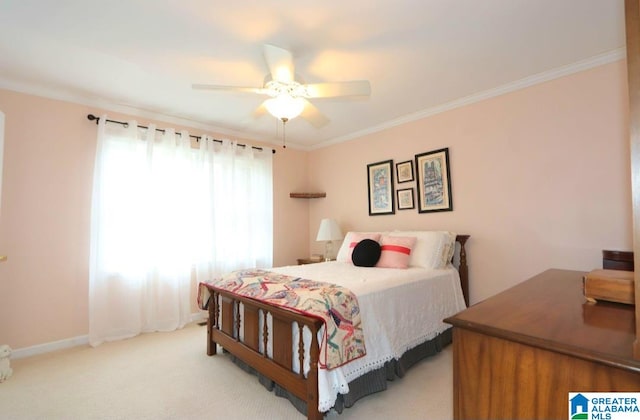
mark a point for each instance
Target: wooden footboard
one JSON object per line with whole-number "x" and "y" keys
{"x": 240, "y": 326}
{"x": 229, "y": 313}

• **AIM OF THE TASK**: Could you write all the entries out again exactly, but without their pictures?

• **OUTPUT FOR THIS EXERCISE**:
mark a point for each instance
Target: wooden footboard
one JSON object per line with whole-number "x" and "y" keys
{"x": 240, "y": 326}
{"x": 229, "y": 313}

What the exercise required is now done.